Retype the data below in full, keeping every character as it is.
+++ The input +++
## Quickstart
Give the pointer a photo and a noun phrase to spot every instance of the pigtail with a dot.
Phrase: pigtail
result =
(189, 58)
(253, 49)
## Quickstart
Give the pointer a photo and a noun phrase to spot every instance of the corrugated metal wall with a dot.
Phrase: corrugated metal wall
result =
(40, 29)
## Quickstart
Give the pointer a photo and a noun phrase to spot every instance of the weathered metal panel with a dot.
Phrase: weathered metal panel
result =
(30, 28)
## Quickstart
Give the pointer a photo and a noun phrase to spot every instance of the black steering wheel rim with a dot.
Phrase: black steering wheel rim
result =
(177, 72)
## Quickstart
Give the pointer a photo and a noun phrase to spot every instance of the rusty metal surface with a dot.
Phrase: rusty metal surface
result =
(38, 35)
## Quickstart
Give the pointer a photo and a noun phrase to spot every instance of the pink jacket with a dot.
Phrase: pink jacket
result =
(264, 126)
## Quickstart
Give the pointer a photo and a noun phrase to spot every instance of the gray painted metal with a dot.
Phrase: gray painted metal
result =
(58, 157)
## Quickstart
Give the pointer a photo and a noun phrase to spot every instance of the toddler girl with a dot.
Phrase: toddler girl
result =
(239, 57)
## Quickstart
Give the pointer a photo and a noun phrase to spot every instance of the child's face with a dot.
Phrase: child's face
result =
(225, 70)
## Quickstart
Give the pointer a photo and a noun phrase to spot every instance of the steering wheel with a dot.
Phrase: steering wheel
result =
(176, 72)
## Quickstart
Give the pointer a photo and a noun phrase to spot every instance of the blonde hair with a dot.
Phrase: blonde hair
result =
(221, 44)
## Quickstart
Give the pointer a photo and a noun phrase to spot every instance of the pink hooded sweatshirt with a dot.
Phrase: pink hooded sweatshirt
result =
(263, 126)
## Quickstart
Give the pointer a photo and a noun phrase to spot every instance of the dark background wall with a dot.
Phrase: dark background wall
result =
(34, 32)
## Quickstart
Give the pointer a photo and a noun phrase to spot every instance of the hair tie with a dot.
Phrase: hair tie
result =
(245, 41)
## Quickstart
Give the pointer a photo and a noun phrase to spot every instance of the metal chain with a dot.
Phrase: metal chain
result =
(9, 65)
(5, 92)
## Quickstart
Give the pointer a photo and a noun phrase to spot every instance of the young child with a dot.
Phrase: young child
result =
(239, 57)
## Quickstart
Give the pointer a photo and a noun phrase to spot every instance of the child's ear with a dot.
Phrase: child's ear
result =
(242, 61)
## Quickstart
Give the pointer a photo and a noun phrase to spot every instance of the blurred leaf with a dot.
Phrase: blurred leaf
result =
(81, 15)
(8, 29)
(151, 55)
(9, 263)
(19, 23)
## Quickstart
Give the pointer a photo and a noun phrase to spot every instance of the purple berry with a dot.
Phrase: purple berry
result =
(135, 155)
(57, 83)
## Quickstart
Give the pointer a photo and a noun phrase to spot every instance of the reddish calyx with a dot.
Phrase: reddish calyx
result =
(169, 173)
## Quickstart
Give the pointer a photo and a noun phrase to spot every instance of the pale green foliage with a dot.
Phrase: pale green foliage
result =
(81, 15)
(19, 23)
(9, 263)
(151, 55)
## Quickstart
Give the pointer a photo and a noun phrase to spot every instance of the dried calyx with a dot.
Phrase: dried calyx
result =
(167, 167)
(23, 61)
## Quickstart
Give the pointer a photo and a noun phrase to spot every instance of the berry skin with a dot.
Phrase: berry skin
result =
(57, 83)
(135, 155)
+++
Result:
## Quickstart
Give the pointer a photo and a noun phrase to spot every instance of the pigtail with a dot.
Phrase: pigtail
result =
(189, 58)
(253, 49)
## Quickstart
Give the pointer a photo and a noun phrase to spot every instance of the corrugated metal wall with a dot.
Phrase: corrugated metal wall
result =
(40, 29)
## Quickstart
Give the pointer a photo and a noun phrase to spot every instance of the weathered metal panel with a dot.
Phrase: weathered metal panel
result =
(30, 28)
## Quickstart
Give the pointer a photo and a noun phrase to spot every instance of the black steering wheel rim with a dot.
Phrase: black steering wheel rim
result =
(177, 72)
## Quickstart
Give the pointer a photo and a noun phrase to spot every instance of the rusty metal surface with a dot.
Phrase: rusty metal surface
result =
(38, 35)
## Quickstart
Give the pointer a photo and a noun phrase to spot every instance of the pink jacket with a dot.
Phrase: pink jacket
result =
(264, 126)
## Quickstart
Give the pointer a photo and a noun phrase to spot every instance of the gray painted metal with a dot.
Phrase: gray painted metal
result =
(58, 157)
## Quickstart
Give the pointer a photo and a noun phrase to spot every instance of the toddler girl with a dot.
Phrase: toddler girl
result =
(239, 57)
## Quickstart
Give the pointer a photo and a noun phrase to spot every instance of the child's face with a dot.
Phrase: child's face
result =
(225, 70)
## Quickstart
Give the pointer a photo and a noun phrase to spot every instance of the steering wheel with a dot.
Phrase: steering wheel
result =
(176, 72)
## Quickstart
Give the pointer a photo and a noun phrase to spot every instance of the blonde hair with a dot.
Phrase: blonde hair
result =
(221, 44)
## Quickstart
Give the pointer a photo and a noun phrase to spot every instance of the pink hooded sweatshirt with a dot.
Phrase: pink hooded sweatshirt
result =
(263, 126)
## Quickstart
Give the pointer a photo and a noun phrase to spot every instance of the dark background wall with a dot.
Phrase: dark background wall
result =
(34, 32)
## Quickstart
Give the pointer a photo and a noun phrase to spot every instance of the hair tie with a dot.
Phrase: hair tie
result =
(245, 41)
## Quickstart
Give the pointer a photo and a noun phrase to spot every instance of the metal chain with a dot.
Phrase: metal chain
result =
(9, 65)
(5, 92)
## Quickstart
Give the pointer a photo and a noun phrase to spot every instance of the young child with a dot.
Phrase: young child
result =
(239, 57)
## Quickstart
Give the pointer a photo and a noun phrase to spot every instance of the child's ear with a dot.
Phrase: child's ear
result =
(242, 61)
## Quickstart
Give the pointer a photo and a noun phrase to spot every instance of the blurred leaf with a dot.
Phrase: blurred leaf
result =
(81, 15)
(8, 29)
(151, 55)
(9, 263)
(19, 23)
## Quickstart
Give the pointer a photo and a noun phrase to spot every instance of the purple berry with a dot.
Phrase: purple berry
result =
(135, 155)
(57, 83)
## Quickstart
Give the pointer a photo and a noun phrase to spot every instance of the reddish calyx with a dot.
Phrase: reddish calyx
result =
(169, 173)
## Quickstart
Give the pointer a photo and a noun phrase to spot every instance of the pale green foliage with a dot.
Phrase: pale green foliage
result =
(81, 15)
(19, 23)
(9, 263)
(151, 55)
## Quickstart
Give the pointer a photo and a noun phrase to spot every instance of the dried calyx with a dot.
Phrase: dried calyx
result =
(167, 167)
(23, 61)
## Quickstart
Give the pointer a photo and a noun phrase to spot every instance of the berry skin with a dot.
Phrase: berry skin
result =
(57, 83)
(135, 155)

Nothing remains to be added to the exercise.